Textauszug —
@Lunarius: In einem Punkt hast Du Recht, ich hab Dinge, die das System an sich kritisieren, vermischt mit Dingen, die aus dem heutigen System entstehen. Die JAEG verhindert bspw. Hartz4-Empfänger in der PKV. Wenn also aktuell jemand über zu wenig Netto klagt und eine PKV hat, dann hat er definitiv ein Ausgabenproblem. Denn die JAEG liegt, wie Jochen es indirekt schon gesagt hat, derzeit bei 70.000 € Jahresverdienst (genauer: 69.300 €; das deutsche Median-Einkommen liegt bei 43.750 €). Was ich definitiv nicht gesagt habe, dass man den Sozialstaat oder das Prinzip des Chancenausgleichs abschaffen sollte. Emotionalargumente wie "denkt denn niemand an die Kinder" bin ich mittlerweile auch satt. Es gibt genügend Gegenbeispiel, wo das Mist ist: Architekt, Gehalt oberhalb der JAEG, hat drei Kinder, Mutter ist Hausfrau, kauft sich als zweite Immobilie ein Mehrfamilienhaus als Kapitalanlage, plant bereits die dritte. Ein Beitragszahler, 5 Leistungsempfänger. Da müssten die Kinder nicht in die Kohleminen hinabsteigen, um einen Beitrag zur KV zu leisten, der Staat müsste einfach aufhören wohlhabende Einverdiener-mit-Hausfrauen-Modelle zu subventionieren. Denn niemand denkt dabei an die immer weniger werdenden Kinder, die das morgen alles bezahlen müssen. Die GKV hat nämlich ein ähnliches Problem wie die Rente: die Demographie.
Ein System, in dem Menschen immer älter werden und wenig Junge nachkommen, wird durch ein reines Umlagesystem immer schlechter werden. Auch die 8,7 Mio. PKV-Versicherten (was Rentner/Pensionäre sowie in der GKV nicht beitragspflichtige Hausfrauen und Kinder einschließt) werden die steigenden Kosten der GKV nicht auffangen (58 Mio. Beitragszahler, 16 Mio. gratis mitversicherte). Selbst wenn wir alle in die GKV zwängen und auch noch anfangen, Kinder am Fließband zu produzieren, würde das die gratis mitversicherten Personen erstmal weiter in die Höhe treiben. Beamte (aka PKV-Mitgliedsgruppe Nr. 1) werden statistisch außerdem älter als andere Berufsgruppen und belasten die GKV dadurch länger.

Aufgabe 1 — Zitiere aus der Auflistung wortgetreu alles von der Zeile mit „Guideline: for each instance of the cemetery“ bis hinunter zur Zeile mit „column 194, row 48“, beide Zeilen eingeschlossen.

Daten zur Aufgabe —
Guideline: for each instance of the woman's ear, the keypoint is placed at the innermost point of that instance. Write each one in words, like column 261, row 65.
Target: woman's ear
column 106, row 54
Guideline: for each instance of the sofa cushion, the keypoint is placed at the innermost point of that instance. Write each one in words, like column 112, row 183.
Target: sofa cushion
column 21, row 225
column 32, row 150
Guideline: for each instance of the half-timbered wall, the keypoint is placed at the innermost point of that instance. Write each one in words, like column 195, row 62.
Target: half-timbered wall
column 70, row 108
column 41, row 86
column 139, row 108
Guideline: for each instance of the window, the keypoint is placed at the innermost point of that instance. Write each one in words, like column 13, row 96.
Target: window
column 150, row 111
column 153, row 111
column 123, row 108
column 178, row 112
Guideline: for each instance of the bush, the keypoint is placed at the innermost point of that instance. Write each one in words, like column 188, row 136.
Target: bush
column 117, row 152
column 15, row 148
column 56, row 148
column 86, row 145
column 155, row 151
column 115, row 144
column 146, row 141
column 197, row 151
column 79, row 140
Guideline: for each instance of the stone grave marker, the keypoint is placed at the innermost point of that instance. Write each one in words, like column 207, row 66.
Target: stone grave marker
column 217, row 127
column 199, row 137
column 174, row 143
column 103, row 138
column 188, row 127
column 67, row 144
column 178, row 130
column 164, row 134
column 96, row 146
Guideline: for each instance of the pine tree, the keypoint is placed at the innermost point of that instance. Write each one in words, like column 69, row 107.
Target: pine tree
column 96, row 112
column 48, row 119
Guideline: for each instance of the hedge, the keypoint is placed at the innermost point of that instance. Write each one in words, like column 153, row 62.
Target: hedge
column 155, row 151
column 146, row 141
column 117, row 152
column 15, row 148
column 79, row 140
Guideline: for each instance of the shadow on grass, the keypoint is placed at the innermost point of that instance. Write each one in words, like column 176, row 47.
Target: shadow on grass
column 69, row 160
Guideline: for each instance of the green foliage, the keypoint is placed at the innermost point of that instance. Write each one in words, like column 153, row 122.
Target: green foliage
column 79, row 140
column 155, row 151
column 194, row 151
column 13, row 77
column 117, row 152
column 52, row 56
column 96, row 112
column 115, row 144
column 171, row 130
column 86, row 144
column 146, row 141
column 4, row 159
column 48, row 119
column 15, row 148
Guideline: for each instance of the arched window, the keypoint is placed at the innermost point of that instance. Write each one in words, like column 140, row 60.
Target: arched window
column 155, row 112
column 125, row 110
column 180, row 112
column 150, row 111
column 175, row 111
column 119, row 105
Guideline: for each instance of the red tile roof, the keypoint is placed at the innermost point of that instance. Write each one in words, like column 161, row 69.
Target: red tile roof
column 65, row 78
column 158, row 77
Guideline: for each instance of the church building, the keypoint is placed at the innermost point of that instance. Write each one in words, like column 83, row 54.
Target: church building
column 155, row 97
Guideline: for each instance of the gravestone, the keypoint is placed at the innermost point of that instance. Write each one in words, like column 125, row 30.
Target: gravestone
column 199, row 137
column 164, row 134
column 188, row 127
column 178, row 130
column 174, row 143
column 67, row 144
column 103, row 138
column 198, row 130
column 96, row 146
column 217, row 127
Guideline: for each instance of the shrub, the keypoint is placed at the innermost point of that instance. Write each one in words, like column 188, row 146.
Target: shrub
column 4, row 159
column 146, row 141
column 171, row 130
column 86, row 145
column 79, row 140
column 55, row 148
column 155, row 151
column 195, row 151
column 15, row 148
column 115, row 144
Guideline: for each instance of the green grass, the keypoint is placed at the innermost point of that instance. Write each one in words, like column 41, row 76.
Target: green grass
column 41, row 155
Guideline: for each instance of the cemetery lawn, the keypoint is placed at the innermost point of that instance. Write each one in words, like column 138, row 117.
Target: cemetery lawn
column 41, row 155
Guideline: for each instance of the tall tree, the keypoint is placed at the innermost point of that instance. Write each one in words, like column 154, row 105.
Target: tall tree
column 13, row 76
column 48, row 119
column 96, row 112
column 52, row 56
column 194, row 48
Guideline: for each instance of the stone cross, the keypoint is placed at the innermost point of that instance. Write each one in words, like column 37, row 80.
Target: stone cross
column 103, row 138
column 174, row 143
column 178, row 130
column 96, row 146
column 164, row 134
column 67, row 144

Aufgabe 2 — Gib aus dem Textauszug alles von „Ein System, in“ bis hinunter zu „GKV dadurch länger.“ buchstabengetreu wieder.

Lösung 1 —
Guideline: for each instance of the cemetery lawn, the keypoint is placed at the innermost point of that instance. Write each one in words, like column 138, row 117.
Target: cemetery lawn
column 41, row 155
Guideline: for each instance of the tall tree, the keypoint is placed at the innermost point of that instance. Write each one in words, like column 154, row 105.
Target: tall tree
column 13, row 76
column 48, row 119
column 96, row 112
column 52, row 56
column 194, row 48

Lösung 2 —
Ein System, in dem Menschen immer älter werden und wenig Junge nachkommen, wird durch ein reines Umlagesystem immer schlechter werden. Auch die 8,7 Mio. PKV-Versicherten (was Rentner/Pensionäre sowie in der GKV nicht beitragspflichtige Hausfrauen und Kinder einschließt) werden die steigenden Kosten der GKV nicht auffangen (58 Mio. Beitragszahler, 16 Mio. gratis mitversicherte). Selbst wenn wir alle in die GKV zwängen und auch noch anfangen, Kinder am Fließband zu produzieren, würde das die gratis mitversicherten Personen erstmal weiter in die Höhe treiben. Beamte (aka PKV-Mitgliedsgruppe Nr. 1) werden statistisch außerdem älter als andere Berufsgruppen und belasten die GKV dadurch länger.